>> START SOURCE MATERIAL

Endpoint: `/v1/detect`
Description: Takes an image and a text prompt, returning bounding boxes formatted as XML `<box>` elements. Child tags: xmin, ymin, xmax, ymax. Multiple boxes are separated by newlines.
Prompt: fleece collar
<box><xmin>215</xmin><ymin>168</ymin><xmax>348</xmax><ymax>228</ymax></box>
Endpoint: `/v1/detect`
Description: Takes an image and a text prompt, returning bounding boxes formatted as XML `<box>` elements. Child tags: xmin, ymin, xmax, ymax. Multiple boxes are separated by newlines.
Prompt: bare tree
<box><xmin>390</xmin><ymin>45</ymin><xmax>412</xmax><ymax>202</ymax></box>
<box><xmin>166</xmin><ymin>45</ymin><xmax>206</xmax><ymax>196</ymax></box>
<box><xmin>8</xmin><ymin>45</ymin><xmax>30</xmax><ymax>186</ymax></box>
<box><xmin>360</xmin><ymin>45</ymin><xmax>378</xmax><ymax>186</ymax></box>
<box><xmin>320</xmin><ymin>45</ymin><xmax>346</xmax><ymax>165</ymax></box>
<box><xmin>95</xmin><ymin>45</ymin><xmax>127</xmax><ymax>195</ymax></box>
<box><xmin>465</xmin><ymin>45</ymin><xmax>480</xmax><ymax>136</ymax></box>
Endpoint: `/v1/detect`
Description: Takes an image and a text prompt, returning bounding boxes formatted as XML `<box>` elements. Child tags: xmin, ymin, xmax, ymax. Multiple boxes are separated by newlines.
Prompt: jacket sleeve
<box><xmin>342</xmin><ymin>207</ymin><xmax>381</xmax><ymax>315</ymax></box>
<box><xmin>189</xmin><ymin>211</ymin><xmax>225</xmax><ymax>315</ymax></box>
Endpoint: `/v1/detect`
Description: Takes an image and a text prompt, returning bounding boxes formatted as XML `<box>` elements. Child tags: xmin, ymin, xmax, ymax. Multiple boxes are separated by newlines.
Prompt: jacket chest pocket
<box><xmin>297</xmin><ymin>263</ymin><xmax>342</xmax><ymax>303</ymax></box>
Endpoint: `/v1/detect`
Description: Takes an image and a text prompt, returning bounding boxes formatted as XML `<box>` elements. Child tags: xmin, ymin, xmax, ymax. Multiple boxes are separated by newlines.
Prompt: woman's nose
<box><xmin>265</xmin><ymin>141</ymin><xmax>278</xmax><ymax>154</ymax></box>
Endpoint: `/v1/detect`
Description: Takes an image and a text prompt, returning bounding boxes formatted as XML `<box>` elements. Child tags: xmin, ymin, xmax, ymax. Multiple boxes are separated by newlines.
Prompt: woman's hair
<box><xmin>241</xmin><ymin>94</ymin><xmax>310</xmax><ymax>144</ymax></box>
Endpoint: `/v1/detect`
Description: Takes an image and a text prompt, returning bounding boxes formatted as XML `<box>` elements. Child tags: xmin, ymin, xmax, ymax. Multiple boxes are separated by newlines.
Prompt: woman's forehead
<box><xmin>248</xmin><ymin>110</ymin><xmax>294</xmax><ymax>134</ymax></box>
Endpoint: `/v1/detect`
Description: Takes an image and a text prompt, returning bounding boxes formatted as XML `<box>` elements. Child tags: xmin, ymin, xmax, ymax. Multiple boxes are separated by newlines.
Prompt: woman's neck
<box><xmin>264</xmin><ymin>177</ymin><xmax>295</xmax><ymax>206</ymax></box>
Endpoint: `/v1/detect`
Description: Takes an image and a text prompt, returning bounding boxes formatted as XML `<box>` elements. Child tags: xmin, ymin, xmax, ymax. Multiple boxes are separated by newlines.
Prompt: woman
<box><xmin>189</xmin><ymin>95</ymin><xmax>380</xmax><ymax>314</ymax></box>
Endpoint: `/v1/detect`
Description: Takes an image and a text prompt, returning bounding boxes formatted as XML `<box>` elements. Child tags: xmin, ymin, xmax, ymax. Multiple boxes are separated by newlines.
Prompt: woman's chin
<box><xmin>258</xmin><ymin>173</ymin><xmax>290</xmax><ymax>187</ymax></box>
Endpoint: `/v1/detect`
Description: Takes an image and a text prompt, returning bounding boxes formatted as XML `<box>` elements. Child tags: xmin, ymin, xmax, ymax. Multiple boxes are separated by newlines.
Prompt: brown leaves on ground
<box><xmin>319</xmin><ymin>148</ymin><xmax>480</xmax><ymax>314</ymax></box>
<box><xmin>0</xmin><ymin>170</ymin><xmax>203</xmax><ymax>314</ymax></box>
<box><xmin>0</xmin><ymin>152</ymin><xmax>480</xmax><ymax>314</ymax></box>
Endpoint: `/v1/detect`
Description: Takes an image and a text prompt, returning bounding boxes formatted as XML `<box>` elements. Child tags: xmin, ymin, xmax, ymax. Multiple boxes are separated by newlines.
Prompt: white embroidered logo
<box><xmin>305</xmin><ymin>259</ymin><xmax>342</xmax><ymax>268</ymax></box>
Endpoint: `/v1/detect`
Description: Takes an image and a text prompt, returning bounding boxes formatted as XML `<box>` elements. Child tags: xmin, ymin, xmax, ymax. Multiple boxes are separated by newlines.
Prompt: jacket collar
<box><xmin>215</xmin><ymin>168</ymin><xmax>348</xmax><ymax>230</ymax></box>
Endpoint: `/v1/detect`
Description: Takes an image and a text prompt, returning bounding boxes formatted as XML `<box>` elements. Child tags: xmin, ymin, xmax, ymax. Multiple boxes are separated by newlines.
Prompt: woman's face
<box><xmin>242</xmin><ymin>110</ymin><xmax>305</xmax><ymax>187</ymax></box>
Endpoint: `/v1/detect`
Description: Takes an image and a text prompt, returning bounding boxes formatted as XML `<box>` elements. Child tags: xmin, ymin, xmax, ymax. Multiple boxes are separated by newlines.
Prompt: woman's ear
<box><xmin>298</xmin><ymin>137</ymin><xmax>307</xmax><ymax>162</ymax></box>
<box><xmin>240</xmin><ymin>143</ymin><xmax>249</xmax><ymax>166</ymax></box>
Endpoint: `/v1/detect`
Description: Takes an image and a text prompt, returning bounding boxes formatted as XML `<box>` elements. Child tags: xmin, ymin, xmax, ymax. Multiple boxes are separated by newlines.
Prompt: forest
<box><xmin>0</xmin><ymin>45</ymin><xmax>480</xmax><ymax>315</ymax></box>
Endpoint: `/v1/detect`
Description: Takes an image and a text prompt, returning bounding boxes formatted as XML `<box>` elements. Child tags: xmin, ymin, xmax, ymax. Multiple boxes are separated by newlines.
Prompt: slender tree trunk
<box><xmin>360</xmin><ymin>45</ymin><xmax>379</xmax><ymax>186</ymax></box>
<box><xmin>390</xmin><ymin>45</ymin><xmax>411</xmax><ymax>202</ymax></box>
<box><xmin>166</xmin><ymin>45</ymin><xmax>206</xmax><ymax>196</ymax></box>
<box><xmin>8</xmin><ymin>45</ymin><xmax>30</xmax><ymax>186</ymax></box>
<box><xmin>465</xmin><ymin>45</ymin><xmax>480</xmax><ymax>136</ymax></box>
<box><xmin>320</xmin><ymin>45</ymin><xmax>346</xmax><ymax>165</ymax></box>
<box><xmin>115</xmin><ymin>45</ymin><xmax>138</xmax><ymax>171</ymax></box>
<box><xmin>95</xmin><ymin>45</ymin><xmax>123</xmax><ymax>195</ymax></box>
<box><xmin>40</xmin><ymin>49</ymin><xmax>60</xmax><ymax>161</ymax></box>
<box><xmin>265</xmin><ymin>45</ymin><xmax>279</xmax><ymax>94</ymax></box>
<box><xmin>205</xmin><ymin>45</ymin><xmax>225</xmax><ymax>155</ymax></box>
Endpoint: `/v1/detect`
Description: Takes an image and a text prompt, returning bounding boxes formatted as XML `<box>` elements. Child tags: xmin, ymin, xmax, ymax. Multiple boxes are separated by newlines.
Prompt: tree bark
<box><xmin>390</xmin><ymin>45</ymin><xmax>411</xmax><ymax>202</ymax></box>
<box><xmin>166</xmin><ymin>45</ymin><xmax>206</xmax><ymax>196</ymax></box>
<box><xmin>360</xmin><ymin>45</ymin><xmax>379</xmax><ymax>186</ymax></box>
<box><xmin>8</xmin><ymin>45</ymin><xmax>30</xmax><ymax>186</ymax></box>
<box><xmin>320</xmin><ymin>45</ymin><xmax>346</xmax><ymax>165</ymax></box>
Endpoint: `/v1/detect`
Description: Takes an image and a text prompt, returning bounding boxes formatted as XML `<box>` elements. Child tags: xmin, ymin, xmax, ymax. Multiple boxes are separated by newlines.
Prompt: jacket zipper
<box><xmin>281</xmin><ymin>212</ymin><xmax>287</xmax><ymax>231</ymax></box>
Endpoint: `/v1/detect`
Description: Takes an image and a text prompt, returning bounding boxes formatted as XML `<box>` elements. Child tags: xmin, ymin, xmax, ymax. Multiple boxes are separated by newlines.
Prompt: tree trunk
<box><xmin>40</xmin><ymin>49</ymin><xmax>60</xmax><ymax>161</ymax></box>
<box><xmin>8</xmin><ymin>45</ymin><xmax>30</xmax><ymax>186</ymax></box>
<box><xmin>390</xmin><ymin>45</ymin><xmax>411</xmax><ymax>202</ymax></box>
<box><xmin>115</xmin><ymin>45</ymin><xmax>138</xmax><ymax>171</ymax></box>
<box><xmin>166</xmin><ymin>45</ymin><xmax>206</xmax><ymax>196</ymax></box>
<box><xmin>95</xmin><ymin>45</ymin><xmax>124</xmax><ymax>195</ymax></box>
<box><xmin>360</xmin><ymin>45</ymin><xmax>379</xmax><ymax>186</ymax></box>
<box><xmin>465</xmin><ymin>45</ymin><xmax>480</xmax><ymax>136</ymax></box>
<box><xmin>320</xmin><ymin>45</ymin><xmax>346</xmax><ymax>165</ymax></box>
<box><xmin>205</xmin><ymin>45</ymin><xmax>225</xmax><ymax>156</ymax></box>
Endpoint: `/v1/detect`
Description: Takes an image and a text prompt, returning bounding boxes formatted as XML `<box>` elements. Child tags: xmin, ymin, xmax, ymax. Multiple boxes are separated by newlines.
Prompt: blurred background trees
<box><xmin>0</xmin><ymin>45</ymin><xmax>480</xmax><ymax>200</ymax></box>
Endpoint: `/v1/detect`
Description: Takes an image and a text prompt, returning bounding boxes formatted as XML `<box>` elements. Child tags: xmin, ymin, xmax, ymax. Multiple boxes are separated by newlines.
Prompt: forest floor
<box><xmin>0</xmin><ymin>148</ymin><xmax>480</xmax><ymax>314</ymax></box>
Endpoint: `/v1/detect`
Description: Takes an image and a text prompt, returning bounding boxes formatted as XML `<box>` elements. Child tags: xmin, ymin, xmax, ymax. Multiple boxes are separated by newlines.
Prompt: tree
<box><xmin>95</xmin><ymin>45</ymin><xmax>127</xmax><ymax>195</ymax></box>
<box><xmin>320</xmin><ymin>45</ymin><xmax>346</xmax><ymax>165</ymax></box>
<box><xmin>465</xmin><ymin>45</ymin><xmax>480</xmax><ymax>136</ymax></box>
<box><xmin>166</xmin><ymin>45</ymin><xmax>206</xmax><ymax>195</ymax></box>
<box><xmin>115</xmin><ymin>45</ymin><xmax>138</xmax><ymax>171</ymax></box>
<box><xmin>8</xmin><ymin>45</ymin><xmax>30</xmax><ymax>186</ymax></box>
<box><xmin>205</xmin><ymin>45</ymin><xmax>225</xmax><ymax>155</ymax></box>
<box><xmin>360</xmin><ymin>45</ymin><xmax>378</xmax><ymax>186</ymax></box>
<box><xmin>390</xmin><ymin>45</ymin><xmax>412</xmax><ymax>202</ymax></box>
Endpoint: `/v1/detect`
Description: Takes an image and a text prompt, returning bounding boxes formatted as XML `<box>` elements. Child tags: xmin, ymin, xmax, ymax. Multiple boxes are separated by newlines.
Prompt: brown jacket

>> END SOURCE MATERIAL

SHORT EXERCISE: Copy each line of the items above that contains the word "brown", treating uppercase and lowercase as different.

SOLUTION TO THE EXERCISE:
Prompt: brown leaves on ground
Prompt: brown jacket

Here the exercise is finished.